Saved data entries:
--- --- ---

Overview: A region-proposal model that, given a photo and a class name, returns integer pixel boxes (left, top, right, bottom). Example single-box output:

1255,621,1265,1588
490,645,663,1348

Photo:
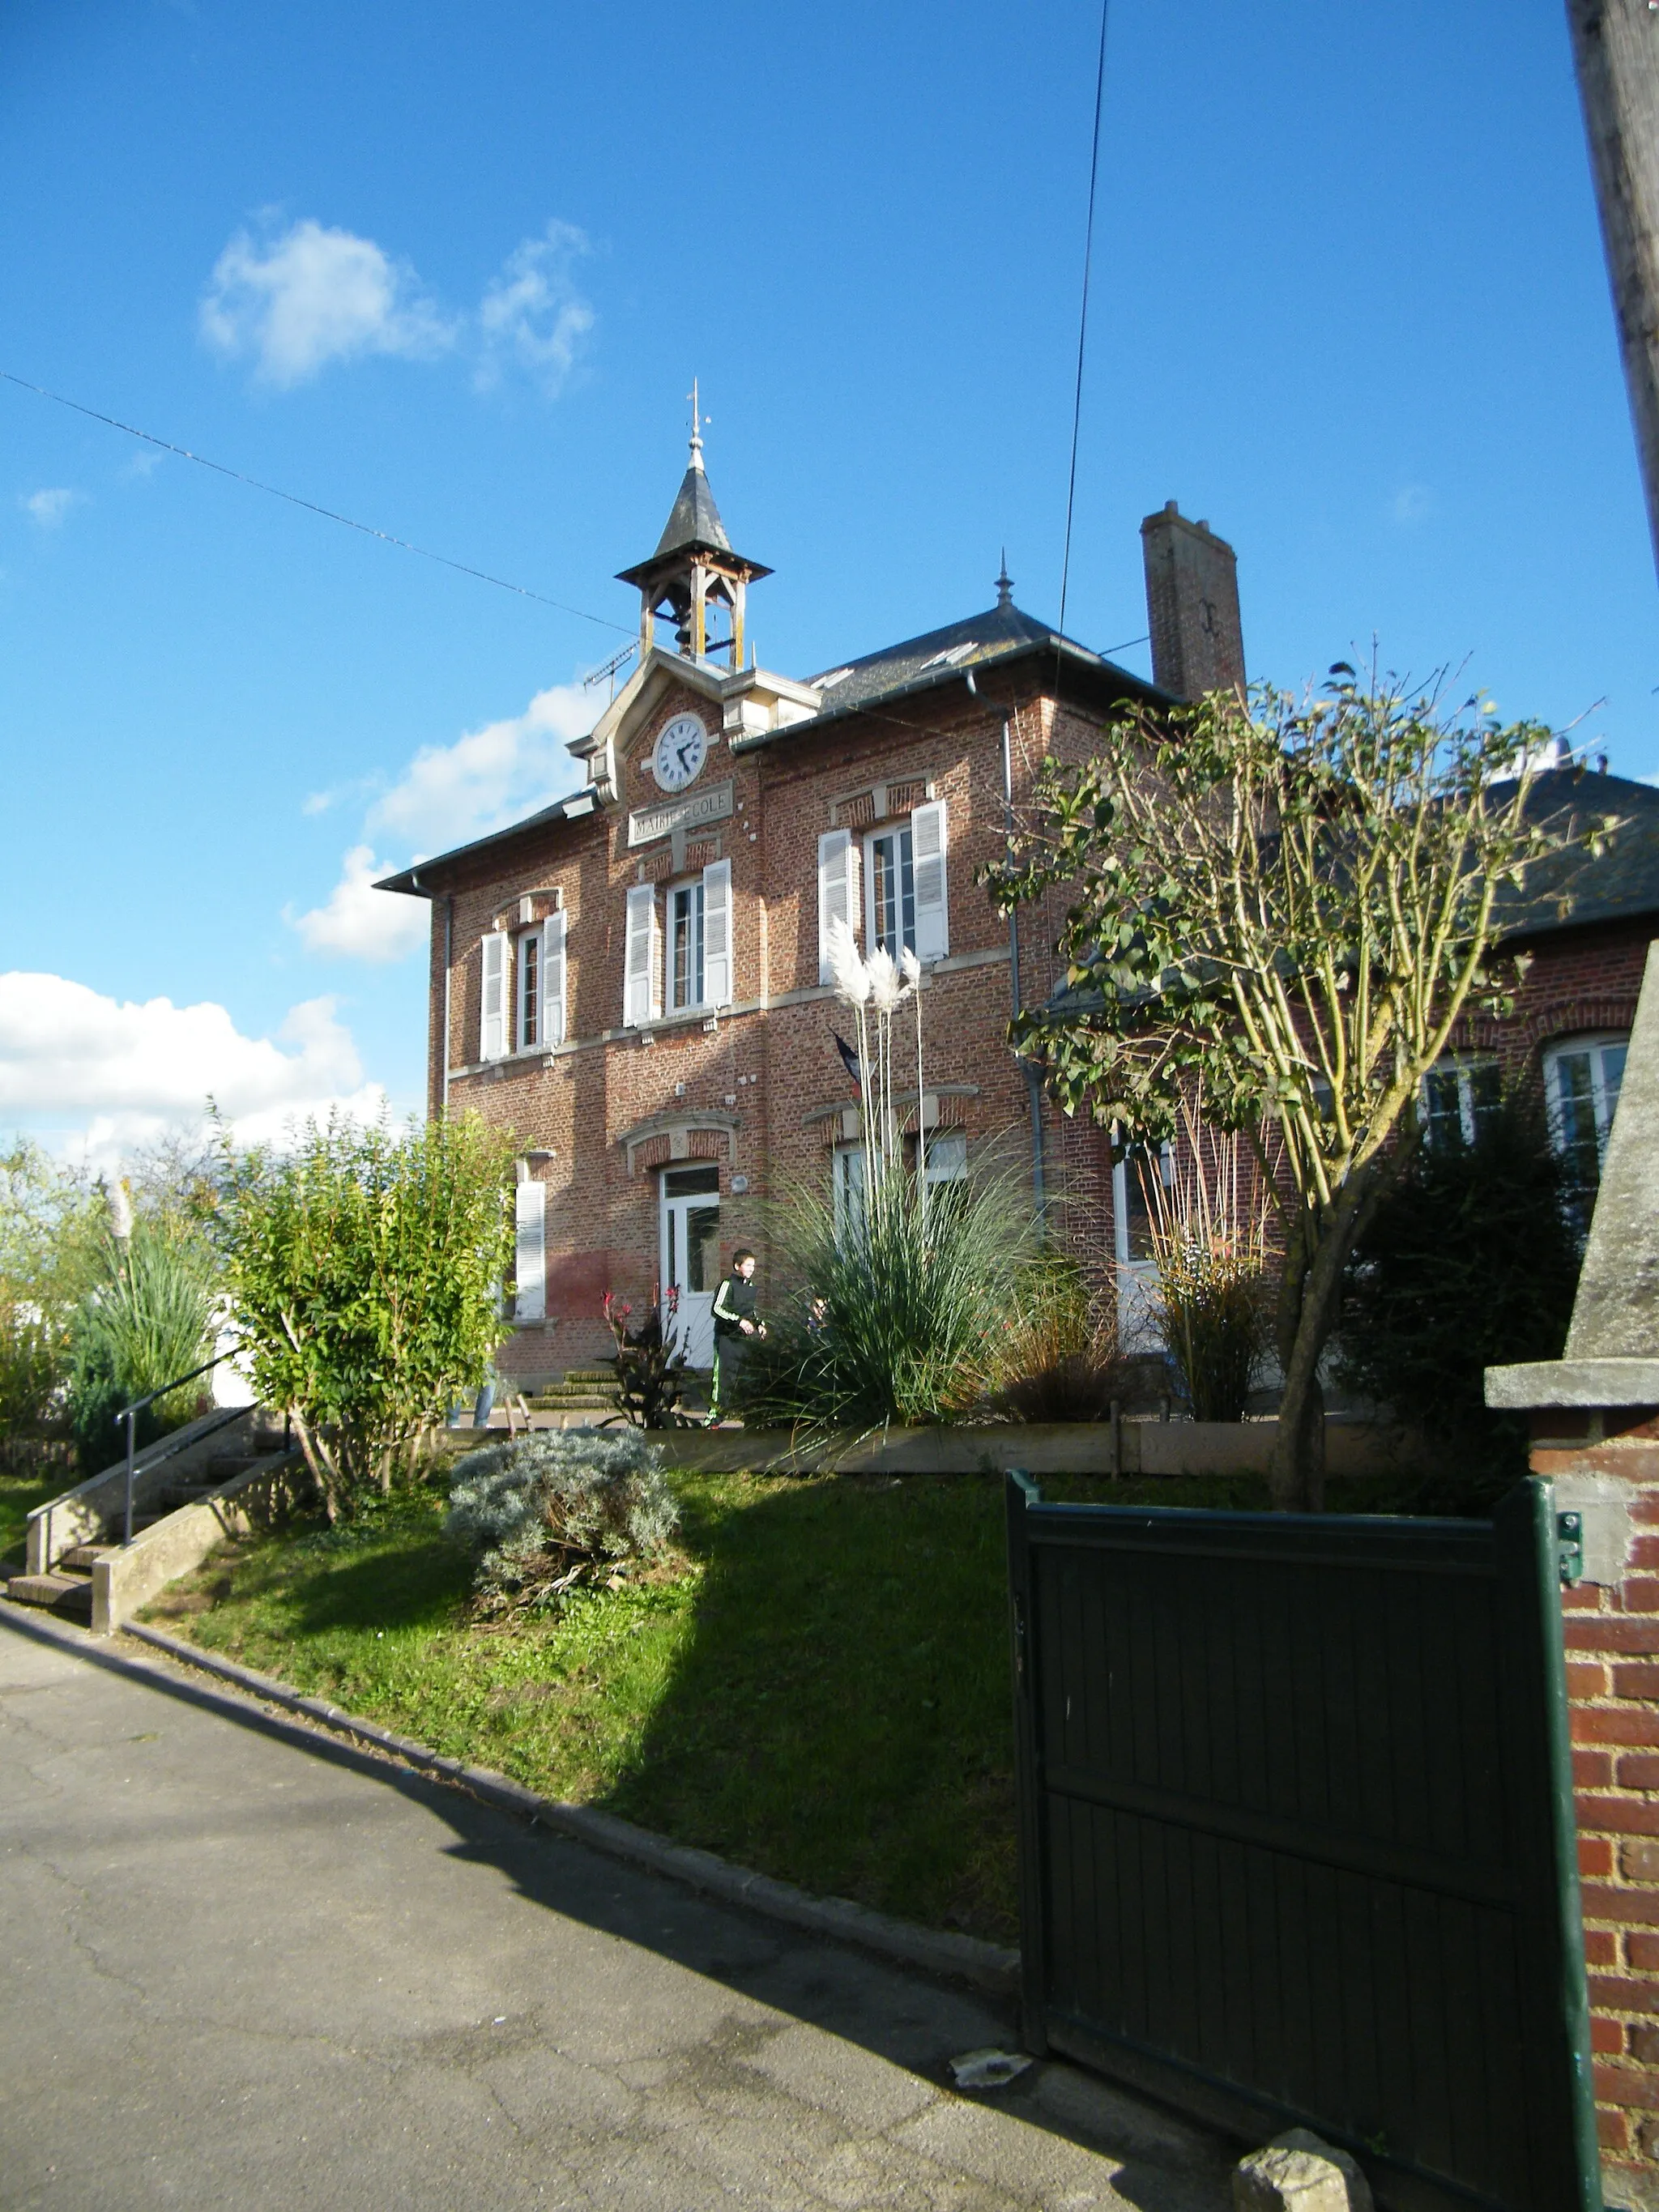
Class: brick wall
1533,1413,1659,2197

--- --- ---

* TO DO *
Retype the data shown above exactly, excluding any picture it contains.

* RESPONSE *
Overview: A region-proposal model that, given a photo and a class name, returns integer pixel boxes (left, top, right, bottom). Example single-box output:

1255,621,1265,1588
490,645,663,1348

Photo:
Class: brick wall
1533,1413,1659,2197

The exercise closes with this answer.